**Your tasks**
(A) According to the account by Murat Ibatullin, in what year and in which city was he born?
(B) Shorten the paragraph of the account by Murat Ibatullin that begins "In 1987 the Russian Ministry of Health" to two or three sentences, keeping its main facts.
(C) Translate this sentence from the account by Murat Ibatullin into Spanish: "My parents are Tatar, and most of the Tatar population is Muslim."

**Text excerpt**
↓

Something More Precious Than Our Life Now

Something More Precious Than Our Life Now

As told by Murat Ibatullin

In 1987 the Russian Ministry of Health sent me to Uganda, Africa. I had agreed to serve as a medical doctor there on a four-year contract. Actually, I never wanted to return to Russia, but I hoped to gain experience that would help me to serve in a country such as Australia, Canada, or the United States of America. But by 1991 my plans had changed, and I returned to Russia. Let me explain why.

I WAS born in 1953 in the city of Kazan’, the capital of the Republic of Tatarstan in Central Russia. My parents are Tatar, and most of the Tatar population is Muslim. As a child, I remember seeing my grandparents kneel and pray to Allah. Their children, including my parents, would tell us not to bother them and to leave the room. My parents would wink at us and look embarrassed, because they had embraced Communism and at the time professed to be atheists.

↑

**Material shown**
↓

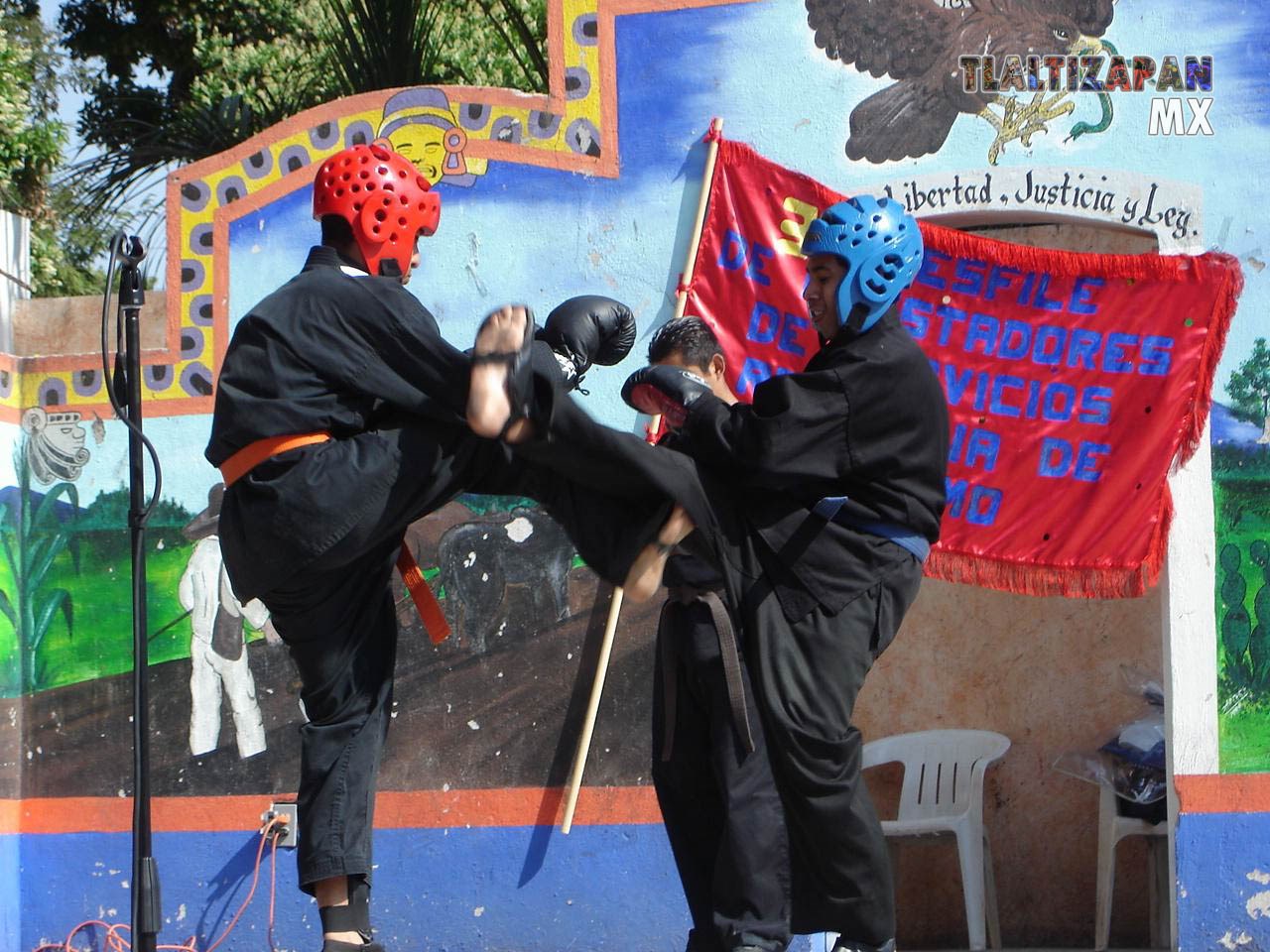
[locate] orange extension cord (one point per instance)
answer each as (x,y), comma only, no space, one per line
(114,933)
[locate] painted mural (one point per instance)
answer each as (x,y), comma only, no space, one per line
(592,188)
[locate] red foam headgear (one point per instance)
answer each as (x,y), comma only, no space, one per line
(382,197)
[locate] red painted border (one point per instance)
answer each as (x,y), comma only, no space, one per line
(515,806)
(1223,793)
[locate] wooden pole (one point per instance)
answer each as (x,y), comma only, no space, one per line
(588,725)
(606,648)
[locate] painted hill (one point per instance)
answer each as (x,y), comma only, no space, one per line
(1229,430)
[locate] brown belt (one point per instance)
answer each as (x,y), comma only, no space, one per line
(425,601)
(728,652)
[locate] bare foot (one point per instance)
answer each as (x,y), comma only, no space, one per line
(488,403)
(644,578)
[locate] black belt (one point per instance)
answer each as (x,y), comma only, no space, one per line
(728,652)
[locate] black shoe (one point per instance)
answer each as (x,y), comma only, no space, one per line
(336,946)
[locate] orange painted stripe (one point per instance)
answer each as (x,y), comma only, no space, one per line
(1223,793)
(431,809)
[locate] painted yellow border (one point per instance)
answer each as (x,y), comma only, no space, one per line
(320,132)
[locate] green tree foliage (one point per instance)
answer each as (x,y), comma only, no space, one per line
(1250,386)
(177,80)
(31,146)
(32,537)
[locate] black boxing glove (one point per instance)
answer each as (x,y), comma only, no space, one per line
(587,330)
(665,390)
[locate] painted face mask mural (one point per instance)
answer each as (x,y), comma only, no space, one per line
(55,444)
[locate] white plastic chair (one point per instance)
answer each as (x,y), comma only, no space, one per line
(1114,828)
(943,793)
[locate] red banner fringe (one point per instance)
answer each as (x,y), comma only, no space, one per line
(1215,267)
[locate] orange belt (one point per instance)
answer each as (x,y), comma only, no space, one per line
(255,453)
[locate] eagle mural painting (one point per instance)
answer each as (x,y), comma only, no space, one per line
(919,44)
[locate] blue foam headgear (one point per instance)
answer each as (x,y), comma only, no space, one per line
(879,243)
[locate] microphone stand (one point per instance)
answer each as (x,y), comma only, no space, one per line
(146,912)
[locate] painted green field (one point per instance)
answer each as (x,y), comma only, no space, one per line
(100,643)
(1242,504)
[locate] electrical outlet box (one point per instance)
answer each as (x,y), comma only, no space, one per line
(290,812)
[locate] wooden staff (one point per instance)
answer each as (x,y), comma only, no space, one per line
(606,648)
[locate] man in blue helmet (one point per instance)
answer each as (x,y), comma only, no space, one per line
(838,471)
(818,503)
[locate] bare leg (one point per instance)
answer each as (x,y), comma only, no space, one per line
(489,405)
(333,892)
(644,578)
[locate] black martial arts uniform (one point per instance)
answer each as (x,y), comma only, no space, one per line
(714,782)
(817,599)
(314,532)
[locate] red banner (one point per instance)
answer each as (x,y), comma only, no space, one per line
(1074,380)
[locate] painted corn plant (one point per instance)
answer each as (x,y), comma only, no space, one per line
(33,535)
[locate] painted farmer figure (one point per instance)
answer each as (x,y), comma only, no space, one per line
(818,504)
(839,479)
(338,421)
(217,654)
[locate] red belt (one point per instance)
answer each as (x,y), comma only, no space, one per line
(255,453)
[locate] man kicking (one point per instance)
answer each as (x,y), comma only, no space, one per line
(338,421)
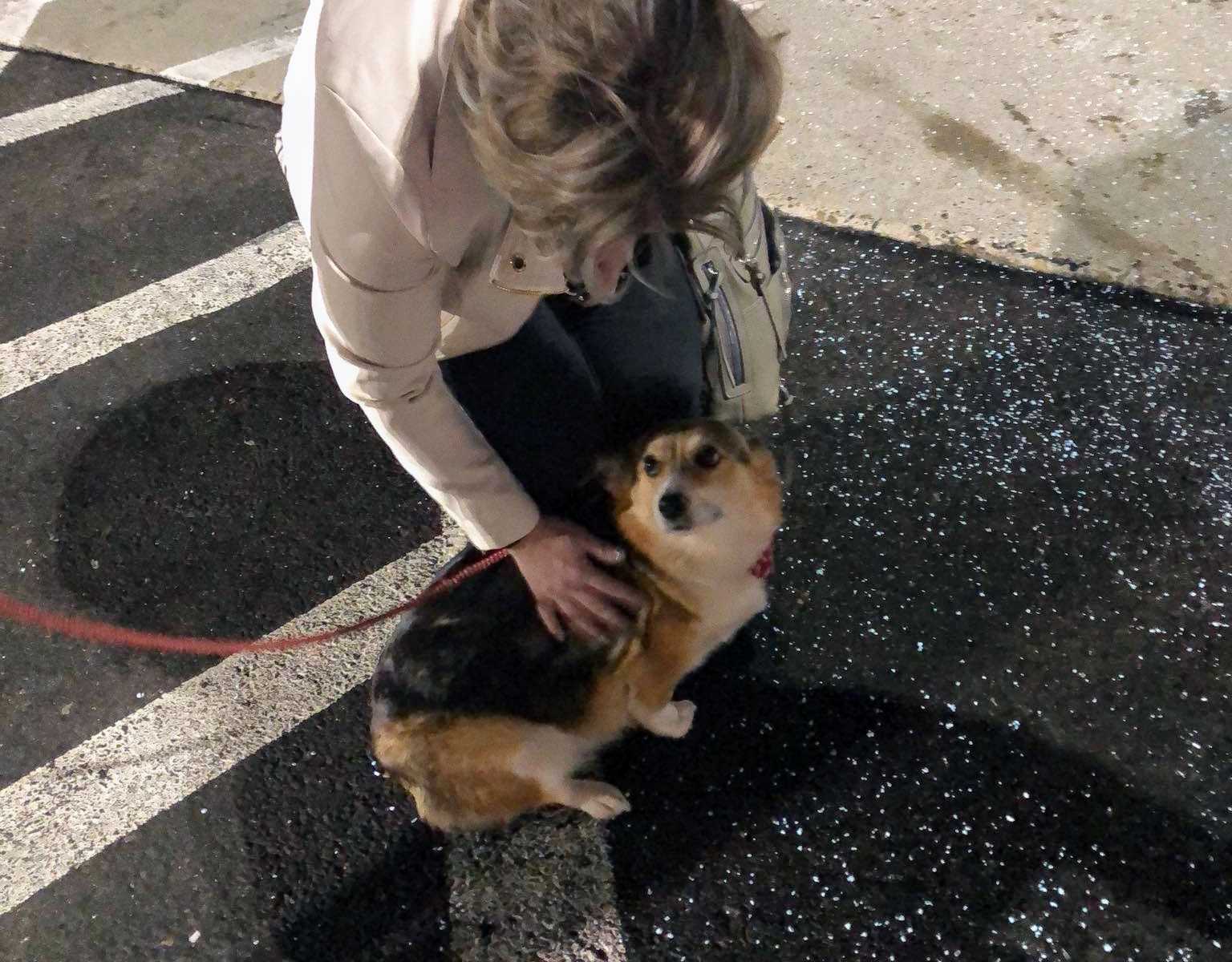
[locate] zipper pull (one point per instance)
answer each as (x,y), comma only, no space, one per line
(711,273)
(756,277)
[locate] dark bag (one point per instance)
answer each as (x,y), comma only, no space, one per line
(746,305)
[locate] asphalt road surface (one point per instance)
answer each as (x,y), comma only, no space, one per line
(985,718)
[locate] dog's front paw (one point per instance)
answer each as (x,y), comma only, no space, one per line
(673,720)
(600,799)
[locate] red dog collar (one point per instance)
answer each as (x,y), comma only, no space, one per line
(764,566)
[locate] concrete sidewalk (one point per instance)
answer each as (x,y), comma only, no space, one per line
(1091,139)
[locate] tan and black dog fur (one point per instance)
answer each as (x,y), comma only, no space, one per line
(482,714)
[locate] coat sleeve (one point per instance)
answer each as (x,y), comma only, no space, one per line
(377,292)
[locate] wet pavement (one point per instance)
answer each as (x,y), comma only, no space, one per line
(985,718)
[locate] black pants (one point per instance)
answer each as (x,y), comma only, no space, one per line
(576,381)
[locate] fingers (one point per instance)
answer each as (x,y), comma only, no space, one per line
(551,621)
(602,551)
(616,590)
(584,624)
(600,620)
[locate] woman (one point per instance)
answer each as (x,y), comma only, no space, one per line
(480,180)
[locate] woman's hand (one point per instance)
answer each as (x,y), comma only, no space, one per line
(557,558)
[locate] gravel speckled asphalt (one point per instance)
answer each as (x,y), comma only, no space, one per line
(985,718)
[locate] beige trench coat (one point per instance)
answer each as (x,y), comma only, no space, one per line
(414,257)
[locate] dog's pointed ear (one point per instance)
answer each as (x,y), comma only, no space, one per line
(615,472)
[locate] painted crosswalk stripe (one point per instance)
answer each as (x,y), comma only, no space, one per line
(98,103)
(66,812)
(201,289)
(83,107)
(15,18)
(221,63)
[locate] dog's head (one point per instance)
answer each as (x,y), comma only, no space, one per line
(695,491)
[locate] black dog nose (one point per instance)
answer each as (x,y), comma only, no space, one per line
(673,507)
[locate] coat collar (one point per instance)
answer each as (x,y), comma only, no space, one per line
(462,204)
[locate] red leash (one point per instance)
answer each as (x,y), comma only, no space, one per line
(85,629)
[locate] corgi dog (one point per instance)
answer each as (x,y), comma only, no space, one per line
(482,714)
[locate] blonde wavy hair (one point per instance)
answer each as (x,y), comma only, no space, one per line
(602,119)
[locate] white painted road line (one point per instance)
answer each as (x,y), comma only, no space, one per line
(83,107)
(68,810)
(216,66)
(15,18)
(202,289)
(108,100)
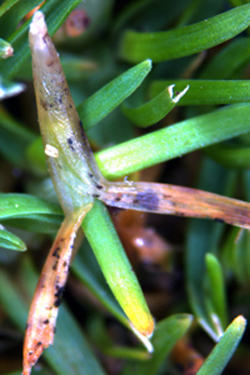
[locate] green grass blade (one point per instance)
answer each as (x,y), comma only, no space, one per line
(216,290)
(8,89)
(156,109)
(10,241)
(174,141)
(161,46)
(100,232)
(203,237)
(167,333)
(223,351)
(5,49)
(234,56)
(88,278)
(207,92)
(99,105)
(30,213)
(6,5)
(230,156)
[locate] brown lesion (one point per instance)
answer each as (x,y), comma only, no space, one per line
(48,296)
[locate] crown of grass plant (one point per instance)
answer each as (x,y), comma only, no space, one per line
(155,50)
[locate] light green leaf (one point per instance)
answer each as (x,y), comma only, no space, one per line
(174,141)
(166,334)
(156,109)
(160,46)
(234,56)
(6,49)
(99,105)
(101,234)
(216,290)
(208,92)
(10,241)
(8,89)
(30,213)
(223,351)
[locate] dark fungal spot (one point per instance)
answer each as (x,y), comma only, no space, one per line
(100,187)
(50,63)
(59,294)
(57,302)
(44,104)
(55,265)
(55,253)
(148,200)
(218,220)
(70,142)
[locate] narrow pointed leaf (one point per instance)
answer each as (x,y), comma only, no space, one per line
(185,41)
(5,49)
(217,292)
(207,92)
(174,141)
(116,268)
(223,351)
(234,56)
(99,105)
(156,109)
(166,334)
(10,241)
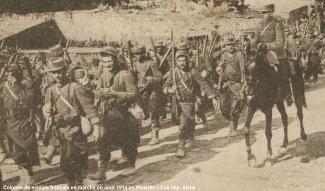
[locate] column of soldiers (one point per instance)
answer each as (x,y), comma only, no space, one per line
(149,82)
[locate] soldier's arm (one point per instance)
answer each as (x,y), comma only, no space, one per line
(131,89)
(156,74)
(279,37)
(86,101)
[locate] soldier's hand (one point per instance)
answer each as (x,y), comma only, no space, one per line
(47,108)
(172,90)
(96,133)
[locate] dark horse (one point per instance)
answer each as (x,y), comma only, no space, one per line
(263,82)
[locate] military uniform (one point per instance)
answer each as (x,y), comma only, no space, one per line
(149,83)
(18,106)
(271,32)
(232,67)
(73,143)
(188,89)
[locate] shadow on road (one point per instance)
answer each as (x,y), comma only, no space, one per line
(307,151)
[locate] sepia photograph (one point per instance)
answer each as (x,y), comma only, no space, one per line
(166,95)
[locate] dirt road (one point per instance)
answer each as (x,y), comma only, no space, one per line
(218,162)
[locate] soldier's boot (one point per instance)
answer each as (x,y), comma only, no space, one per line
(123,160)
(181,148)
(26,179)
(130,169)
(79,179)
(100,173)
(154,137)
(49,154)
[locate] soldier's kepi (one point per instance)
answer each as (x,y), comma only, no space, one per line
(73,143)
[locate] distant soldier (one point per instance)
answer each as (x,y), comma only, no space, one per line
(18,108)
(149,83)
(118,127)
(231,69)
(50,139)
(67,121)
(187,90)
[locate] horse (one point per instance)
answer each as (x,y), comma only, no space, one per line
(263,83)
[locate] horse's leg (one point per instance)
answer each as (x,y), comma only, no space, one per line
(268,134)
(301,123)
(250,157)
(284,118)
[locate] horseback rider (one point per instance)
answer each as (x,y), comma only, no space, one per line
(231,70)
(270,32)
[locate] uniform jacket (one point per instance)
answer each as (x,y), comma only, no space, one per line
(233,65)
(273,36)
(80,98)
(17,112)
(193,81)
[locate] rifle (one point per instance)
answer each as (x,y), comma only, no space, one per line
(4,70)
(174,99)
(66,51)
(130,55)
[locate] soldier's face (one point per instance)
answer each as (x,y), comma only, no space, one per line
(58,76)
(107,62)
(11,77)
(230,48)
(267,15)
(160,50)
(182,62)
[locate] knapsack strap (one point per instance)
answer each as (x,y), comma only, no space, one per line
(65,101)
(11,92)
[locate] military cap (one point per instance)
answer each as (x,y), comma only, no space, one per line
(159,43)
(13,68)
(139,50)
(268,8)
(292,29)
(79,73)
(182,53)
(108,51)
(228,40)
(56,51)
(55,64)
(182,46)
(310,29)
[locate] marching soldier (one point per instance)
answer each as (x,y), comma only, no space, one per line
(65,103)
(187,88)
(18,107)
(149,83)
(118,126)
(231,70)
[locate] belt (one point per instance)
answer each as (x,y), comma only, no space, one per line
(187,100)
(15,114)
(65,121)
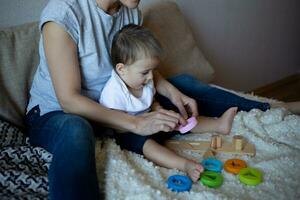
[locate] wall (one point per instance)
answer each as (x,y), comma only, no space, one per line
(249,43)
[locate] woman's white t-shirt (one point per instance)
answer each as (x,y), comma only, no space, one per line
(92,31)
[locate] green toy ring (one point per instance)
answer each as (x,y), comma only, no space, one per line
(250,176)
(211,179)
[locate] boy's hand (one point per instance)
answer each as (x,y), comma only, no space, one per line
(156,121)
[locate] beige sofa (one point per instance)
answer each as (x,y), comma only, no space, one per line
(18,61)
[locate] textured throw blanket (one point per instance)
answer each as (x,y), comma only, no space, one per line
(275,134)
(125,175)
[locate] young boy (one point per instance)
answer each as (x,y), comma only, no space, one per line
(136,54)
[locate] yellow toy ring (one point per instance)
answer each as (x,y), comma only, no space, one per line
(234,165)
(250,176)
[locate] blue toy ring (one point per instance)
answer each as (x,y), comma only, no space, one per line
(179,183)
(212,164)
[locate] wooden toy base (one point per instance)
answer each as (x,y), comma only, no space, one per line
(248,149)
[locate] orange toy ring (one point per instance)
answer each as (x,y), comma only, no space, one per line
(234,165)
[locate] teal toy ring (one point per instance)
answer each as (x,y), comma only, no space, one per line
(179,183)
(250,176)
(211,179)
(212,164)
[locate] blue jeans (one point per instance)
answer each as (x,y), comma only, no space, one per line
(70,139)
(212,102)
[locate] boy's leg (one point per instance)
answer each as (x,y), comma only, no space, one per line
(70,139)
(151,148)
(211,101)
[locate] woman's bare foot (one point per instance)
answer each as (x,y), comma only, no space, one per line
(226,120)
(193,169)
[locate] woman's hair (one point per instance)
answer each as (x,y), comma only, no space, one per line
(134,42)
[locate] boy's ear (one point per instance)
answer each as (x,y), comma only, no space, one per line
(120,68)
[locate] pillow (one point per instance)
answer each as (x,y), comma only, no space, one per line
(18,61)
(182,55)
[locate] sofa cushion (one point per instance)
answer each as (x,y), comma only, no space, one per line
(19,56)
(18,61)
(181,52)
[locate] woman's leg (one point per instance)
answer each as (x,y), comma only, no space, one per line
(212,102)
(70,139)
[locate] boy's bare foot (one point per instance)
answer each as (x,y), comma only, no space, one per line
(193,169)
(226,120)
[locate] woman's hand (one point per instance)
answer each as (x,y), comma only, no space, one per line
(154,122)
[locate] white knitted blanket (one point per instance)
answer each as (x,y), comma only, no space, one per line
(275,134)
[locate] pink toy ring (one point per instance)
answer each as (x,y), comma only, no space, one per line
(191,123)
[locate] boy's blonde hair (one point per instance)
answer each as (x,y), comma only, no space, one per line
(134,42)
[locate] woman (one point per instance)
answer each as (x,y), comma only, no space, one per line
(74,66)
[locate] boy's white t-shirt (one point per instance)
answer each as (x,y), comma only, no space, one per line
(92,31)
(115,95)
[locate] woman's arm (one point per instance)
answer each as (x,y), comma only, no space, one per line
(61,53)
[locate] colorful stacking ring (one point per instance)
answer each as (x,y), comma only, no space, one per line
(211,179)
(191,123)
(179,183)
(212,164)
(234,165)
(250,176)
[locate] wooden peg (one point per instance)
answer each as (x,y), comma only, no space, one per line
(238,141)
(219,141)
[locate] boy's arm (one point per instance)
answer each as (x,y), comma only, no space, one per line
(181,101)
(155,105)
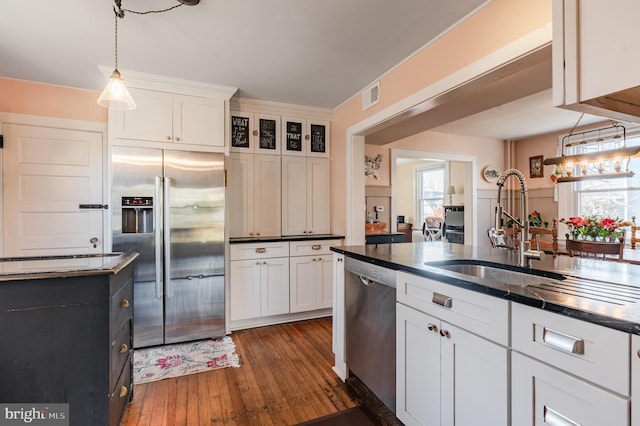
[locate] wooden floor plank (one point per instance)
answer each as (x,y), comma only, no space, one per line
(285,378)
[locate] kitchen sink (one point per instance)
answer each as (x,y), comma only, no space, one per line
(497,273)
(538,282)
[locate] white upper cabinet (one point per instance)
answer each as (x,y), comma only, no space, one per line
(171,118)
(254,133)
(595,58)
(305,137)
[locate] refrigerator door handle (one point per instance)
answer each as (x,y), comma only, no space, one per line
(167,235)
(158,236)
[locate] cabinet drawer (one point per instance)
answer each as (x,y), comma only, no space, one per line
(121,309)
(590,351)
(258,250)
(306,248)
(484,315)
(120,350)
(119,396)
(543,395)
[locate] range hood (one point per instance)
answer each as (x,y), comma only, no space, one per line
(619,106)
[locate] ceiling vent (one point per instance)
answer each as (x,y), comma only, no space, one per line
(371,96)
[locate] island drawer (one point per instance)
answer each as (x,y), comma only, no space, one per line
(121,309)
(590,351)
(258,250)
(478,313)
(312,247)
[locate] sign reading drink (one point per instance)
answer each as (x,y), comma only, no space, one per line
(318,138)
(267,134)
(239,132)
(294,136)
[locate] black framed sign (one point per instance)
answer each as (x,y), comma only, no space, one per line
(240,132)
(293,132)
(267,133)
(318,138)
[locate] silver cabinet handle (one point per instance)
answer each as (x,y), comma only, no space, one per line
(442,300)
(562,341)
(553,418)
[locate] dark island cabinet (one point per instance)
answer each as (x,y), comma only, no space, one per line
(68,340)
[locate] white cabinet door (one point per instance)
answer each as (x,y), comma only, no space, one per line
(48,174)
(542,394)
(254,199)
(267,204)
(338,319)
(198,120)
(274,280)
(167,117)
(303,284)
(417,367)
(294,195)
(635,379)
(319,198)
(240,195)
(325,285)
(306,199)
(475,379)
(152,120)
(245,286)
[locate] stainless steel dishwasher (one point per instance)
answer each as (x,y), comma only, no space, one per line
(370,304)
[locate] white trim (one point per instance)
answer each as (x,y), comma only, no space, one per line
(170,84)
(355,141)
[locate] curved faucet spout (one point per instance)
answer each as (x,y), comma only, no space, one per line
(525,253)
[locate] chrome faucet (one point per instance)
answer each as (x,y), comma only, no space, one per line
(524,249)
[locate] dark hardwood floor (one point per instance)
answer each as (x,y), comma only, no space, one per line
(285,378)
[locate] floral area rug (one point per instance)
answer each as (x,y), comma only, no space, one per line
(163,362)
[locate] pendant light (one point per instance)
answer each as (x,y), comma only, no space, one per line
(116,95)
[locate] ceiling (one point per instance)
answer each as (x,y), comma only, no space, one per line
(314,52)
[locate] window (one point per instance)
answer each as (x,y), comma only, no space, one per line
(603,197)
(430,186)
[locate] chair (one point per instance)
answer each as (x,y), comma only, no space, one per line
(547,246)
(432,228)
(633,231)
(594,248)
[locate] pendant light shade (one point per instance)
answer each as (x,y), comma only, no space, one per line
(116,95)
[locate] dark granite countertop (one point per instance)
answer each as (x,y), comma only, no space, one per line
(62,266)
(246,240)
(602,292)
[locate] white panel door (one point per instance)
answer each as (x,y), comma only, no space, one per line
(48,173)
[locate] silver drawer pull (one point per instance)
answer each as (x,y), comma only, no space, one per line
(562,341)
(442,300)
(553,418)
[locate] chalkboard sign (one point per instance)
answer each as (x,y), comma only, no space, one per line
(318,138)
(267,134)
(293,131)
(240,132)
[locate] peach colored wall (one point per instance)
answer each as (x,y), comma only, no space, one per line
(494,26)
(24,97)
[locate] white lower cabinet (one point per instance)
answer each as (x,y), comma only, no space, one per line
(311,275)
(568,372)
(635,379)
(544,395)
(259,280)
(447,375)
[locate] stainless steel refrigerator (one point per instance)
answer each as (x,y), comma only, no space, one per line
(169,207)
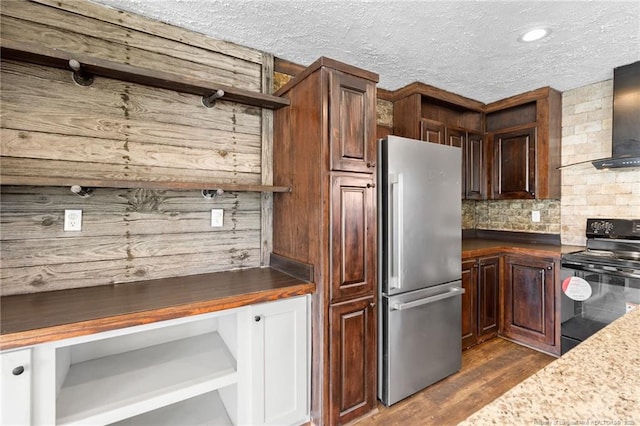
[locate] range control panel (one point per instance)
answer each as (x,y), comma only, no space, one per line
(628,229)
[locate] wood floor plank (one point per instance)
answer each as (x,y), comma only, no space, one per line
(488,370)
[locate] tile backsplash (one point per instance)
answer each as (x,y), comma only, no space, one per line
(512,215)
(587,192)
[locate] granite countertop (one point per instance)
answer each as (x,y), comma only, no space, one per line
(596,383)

↑

**List of solutions**
(A) He was born in 1953 in Kazan', the capital of the Republic of Tatarstan in Central Russia.

(B) In 1987 the Russian Ministry of Health sent Murat Ibatullin to Uganda as a medical doctor on a four-year contract. He did not intend to go back to Russia and hoped the experience would help him work in a country such as Australia, Canada, or the United States. By 1991 his plans had changed, and he returned to Russia.

(C) Mis padres son tártaros, y la mayor parte de la población tártara es musulmana.